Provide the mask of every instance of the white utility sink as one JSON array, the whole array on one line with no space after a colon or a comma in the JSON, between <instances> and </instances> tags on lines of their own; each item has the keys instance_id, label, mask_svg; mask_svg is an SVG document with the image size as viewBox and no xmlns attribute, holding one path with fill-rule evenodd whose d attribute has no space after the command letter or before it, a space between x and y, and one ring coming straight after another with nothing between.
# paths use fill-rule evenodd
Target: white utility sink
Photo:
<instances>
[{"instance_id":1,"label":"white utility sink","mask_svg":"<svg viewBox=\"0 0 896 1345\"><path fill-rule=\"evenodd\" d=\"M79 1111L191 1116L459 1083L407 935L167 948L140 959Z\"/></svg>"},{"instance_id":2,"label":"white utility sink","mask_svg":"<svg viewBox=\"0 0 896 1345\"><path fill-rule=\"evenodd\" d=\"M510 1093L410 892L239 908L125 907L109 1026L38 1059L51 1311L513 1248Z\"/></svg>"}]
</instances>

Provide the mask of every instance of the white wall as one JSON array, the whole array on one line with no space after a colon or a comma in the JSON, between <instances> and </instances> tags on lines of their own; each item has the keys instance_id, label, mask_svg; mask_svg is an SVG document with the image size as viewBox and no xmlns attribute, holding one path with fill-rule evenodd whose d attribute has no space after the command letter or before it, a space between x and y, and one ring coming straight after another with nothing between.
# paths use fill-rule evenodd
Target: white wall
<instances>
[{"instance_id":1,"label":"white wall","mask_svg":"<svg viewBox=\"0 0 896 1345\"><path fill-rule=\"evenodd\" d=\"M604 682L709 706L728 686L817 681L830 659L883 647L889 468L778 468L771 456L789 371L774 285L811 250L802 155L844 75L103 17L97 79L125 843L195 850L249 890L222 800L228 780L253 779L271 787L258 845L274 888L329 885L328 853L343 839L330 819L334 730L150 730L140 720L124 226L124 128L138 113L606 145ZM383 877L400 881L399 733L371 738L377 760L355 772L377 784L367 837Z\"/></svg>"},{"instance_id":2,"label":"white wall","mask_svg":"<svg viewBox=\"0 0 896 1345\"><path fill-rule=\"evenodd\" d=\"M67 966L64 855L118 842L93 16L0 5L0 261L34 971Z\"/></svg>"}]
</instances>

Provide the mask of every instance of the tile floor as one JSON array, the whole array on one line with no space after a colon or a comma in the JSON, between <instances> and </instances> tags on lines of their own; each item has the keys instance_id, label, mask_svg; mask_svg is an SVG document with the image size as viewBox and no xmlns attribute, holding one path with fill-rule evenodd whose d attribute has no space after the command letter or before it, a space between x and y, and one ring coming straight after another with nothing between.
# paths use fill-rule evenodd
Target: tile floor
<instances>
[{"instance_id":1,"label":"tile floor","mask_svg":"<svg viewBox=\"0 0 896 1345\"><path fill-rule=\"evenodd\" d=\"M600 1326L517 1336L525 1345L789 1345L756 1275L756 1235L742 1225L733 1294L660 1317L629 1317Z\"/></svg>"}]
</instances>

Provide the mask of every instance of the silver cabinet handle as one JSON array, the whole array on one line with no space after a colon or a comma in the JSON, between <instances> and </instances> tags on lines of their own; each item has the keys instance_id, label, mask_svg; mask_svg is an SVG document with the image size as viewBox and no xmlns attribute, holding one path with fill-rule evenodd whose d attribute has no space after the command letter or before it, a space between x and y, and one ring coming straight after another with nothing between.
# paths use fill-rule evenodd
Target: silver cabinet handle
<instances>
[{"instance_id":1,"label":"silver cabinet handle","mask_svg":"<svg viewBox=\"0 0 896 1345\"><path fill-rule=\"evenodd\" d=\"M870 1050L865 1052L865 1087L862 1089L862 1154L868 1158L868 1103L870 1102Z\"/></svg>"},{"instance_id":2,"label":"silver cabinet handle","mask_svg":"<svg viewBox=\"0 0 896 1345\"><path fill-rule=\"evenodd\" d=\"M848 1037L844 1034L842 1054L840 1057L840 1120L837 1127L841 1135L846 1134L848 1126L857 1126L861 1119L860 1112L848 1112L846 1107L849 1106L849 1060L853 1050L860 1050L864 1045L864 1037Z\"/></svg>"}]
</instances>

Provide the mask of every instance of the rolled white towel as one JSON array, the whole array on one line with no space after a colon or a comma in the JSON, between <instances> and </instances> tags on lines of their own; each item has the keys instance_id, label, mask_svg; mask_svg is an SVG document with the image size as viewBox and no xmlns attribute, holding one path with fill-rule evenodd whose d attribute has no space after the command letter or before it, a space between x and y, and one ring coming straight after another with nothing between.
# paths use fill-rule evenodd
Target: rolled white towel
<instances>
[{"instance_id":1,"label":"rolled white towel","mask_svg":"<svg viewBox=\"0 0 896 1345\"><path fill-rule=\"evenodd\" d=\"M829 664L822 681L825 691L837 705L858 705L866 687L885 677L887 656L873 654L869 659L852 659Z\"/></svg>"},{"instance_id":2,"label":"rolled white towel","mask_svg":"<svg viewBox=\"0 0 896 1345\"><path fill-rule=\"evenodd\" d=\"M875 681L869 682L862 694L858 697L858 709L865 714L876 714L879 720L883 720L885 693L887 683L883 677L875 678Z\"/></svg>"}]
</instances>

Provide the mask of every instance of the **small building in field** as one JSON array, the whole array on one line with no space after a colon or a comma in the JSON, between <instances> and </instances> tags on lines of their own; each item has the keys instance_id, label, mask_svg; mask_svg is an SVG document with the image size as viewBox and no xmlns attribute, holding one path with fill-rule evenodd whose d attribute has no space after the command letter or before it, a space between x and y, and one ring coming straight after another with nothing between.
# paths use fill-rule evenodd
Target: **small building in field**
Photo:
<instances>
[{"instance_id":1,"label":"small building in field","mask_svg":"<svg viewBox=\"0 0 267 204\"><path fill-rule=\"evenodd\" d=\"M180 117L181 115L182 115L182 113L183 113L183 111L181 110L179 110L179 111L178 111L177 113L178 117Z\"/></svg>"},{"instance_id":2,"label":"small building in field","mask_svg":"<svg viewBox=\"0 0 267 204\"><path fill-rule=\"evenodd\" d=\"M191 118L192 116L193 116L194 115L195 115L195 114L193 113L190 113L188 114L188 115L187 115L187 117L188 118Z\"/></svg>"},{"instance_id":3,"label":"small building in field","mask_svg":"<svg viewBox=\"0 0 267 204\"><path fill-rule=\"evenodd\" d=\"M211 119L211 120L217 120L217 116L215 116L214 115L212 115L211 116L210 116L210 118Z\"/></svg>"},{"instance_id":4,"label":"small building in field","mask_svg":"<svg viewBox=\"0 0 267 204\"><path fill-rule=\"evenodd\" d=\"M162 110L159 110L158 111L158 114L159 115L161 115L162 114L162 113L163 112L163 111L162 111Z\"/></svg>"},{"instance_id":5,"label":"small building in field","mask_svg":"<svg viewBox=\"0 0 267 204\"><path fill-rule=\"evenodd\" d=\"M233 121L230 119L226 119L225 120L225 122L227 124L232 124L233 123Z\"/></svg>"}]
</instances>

* * *

* [Directions for this task]: From the records above, pick out every line that contains the string "Target", treating uppercase and lowercase as different.

* [Output]:
Target: white utility sink
Target: white wall
Target: tile floor
Target: silver cabinet handle
Target: rolled white towel
Target: **small building in field**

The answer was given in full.